### DIRECTIVE
Turn the lines of the items below into a numbered list, leaving out blank lines. Omit the pictures from your answer.

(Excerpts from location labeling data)
───
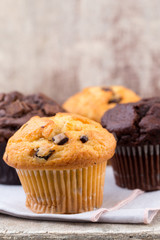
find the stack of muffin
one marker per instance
(60, 154)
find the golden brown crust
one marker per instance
(93, 102)
(34, 140)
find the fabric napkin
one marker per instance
(119, 205)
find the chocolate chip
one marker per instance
(106, 89)
(84, 139)
(60, 139)
(45, 156)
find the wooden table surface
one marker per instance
(16, 228)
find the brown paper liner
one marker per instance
(8, 174)
(64, 191)
(137, 167)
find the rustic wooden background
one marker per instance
(60, 46)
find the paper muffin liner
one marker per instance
(64, 191)
(137, 167)
(8, 174)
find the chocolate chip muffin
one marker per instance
(61, 162)
(15, 110)
(93, 102)
(137, 127)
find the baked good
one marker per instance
(15, 110)
(137, 127)
(61, 162)
(93, 102)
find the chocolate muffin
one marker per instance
(93, 102)
(136, 163)
(15, 110)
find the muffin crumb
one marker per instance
(60, 139)
(84, 139)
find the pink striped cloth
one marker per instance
(119, 205)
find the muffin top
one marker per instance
(65, 141)
(92, 102)
(135, 123)
(16, 109)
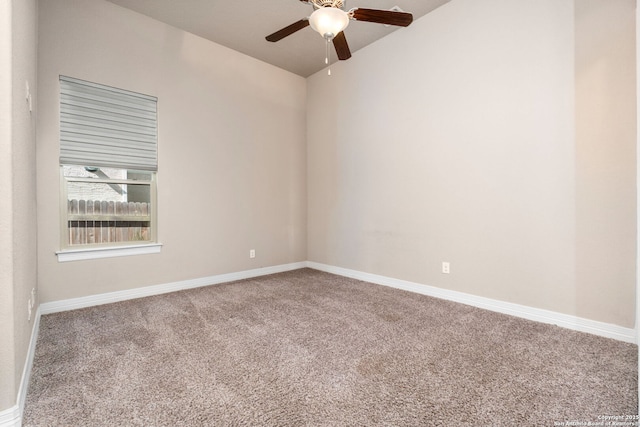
───
### RESULT FOR THIS EXERCISE
1. find the stack of muffin
2. one marker per instance
3. (60, 154)
4. find the golden brown crust
5. one marker per instance
6. (93, 102)
7. (34, 140)
8. find the fabric napkin
9. one marker per instance
10. (119, 205)
11. find the chocolate chip
12. one marker per instance
13. (106, 89)
14. (84, 139)
15. (60, 139)
16. (45, 156)
17. find the wooden table surface
18. one marker per instance
19. (16, 228)
20. find the brown paper liner
21. one marker per instance
22. (8, 174)
23. (64, 191)
24. (137, 167)
25. find the rustic wooden background
26. one marker per instance
27. (60, 46)
28. find the paper muffin liner
29. one marker per instance
30. (64, 191)
31. (137, 167)
32. (8, 174)
33. find the chocolate chip muffin
34. one marker per instance
35. (61, 162)
36. (15, 110)
37. (93, 102)
38. (137, 127)
39. find the baked good
40. one marker per instance
41. (15, 110)
42. (137, 127)
43. (61, 162)
44. (93, 102)
45. find the chocolate muffin
46. one marker per instance
47. (93, 102)
48. (136, 163)
49. (15, 110)
50. find the muffin crumb
51. one marker per instance
52. (60, 139)
53. (84, 139)
54. find the pink striped cloth
55. one marker per instance
56. (119, 205)
57. find the muffin top
58. one marker per instance
59. (65, 141)
60. (92, 102)
61. (135, 123)
62. (16, 109)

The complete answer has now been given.